Work instructions ▸ Can you write out every one of the entries below word for word, leaving the pictures out?

Task data ▸
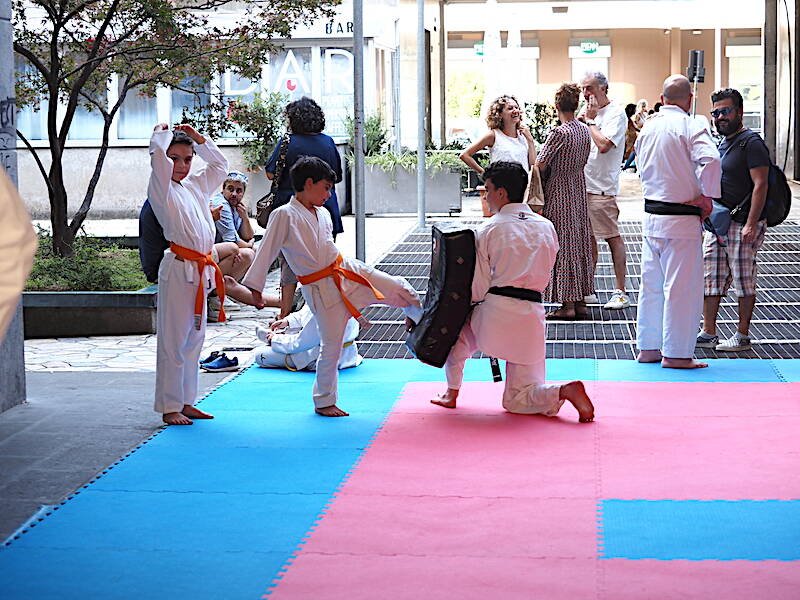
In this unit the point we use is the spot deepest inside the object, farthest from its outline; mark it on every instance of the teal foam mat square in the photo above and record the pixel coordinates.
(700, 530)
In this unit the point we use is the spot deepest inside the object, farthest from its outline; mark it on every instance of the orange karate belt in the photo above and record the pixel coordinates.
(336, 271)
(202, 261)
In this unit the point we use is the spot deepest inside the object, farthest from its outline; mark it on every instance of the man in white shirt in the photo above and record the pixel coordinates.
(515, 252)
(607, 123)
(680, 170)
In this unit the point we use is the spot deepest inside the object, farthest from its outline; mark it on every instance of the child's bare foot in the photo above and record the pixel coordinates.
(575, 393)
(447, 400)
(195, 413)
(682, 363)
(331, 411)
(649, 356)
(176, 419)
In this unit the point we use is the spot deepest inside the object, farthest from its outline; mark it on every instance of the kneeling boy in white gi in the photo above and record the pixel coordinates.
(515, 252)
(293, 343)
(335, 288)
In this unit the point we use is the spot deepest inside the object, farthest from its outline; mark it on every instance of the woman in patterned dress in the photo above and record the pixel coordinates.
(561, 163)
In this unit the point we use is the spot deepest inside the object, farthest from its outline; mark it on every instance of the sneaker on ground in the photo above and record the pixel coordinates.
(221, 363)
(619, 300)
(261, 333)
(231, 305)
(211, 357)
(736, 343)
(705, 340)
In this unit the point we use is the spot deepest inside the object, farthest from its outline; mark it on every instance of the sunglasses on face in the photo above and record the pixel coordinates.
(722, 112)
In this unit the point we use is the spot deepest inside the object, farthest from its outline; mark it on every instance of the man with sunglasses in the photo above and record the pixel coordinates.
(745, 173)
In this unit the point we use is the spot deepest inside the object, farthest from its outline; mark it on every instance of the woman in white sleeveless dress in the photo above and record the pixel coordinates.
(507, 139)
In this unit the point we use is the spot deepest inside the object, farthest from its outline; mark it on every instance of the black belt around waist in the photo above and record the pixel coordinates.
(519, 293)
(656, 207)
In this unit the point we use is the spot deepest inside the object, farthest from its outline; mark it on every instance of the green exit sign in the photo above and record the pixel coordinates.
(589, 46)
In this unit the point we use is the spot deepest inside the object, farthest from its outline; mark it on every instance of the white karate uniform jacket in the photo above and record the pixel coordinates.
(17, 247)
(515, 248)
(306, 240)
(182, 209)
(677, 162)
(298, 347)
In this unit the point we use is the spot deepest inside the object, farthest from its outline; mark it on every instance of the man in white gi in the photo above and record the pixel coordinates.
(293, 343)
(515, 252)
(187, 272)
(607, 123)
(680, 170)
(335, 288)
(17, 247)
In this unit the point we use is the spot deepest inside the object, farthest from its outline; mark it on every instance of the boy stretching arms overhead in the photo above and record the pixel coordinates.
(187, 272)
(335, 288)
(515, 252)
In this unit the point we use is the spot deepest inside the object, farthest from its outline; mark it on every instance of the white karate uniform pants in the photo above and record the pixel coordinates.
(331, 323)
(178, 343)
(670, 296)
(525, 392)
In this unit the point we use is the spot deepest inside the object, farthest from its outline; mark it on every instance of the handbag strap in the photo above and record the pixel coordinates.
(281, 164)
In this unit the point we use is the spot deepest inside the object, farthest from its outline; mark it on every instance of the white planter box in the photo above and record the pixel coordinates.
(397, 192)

Answer in full ▸
In this unit the point we use is the spot deepest inside the object, farthest from its outline; mark it on every instance of the teal foam mat square in the photo above and record the pixel coordinates.
(700, 530)
In this unit the point we use is the spot deepest inside the object, farthest from its outline; mark it on every instance of the orange karate belt in the photo above and record the pixel coordinates.
(336, 271)
(202, 261)
In this unit the point we use is the spot deepest inside the object, farthest from its outline; mark it on every instance of the man in white shirt in the photo above and record the pixel coordinates.
(515, 252)
(607, 123)
(680, 170)
In this unit the point we use is the spot deepest inside the object, farthest from its outline; mark it on every instance of the child's bare foot in the photo above and record the pixel coordinates.
(575, 393)
(447, 400)
(195, 413)
(682, 363)
(331, 411)
(649, 356)
(176, 419)
In this unit the point we use is the spot deepest inside the object, farthest from its outline; mark it on every instance of the kneeling boy in white gi in the photo above and record the pixel coordinates.
(515, 252)
(293, 343)
(335, 288)
In this unit the point we use is the spot deepest inside the object, farthest from its outline; mark it on every instance of the woman in patterned dress in the photo above and record the pixel coordinates.
(561, 163)
In this unit the point we use is the spot deepest inside the object, farthest from its outline; mark it on every instance of the sneaker on ground in the photo above and record the pixel coordinates.
(221, 363)
(619, 300)
(261, 333)
(231, 305)
(211, 357)
(736, 343)
(705, 340)
In this unit the point we use is the spot deepest inside the object, farthest from its outline; mark it on every instance of the sunglasses on face in the photo above and record the pixel coordinates.
(722, 112)
In this unit the point we use is the spot deepest inside the object, farthest from its outline; mark it on every instance of the man with sunglasses in the photo above and record the pixel coordinates.
(745, 173)
In this unit the point we use is the spot deepest inside the object, farthest from its outline; mark it on every instance of the woman in white sleeveless dress in the photo above and record the pixel coordinates.
(507, 139)
In this unit the point we use is the spot deepest inside the object, farthest from its outline; mark it on every instance of the black belt around waist in the photo above and record the pixel coordinates.
(519, 293)
(656, 207)
In this unit the point we use is the spot deepest inside the object, farthest from its outline; mark it on every instance of the green exit sign in the photo above and record the pixel coordinates.
(589, 46)
In this unit the point we use is the spot deepest inside the object, farthest from its outline; mark it on every instance of the white karate uniform jacket in the photo above and record the pixel coordinates.
(17, 247)
(515, 248)
(306, 240)
(182, 209)
(677, 162)
(298, 347)
In this unit the point we use is the spot deepest inside the object, farthest from its outline; mark it on every instance of the man in white gi in the photo above and record the pixel coordinates.
(293, 343)
(515, 252)
(187, 272)
(607, 123)
(680, 170)
(335, 288)
(17, 247)
In this unit the point we use is the spot deepest inside the object, farthest from its outline; mark it on every instance of the boy stretching arms overhead in the photo above and record the pixel coordinates.
(187, 272)
(335, 288)
(515, 252)
In this unit the point we use is the spot deepest inside the object, farthest from its outline; mark it on every instance of the white karate uniform pants in the photo above and record the pixel coordinates.
(331, 323)
(178, 343)
(670, 296)
(525, 392)
In this unit the point we use is the spot deepest inside the object, farthest from its outline; mark it on every instance of the handbag strap in the photo above and record the pixel coordinates.
(281, 164)
In this unit the point we use is the spot deepest inside the object, farthest from its outline; mark it on every instance of the white planter box in the photo above and record the pixel coordinates.
(397, 192)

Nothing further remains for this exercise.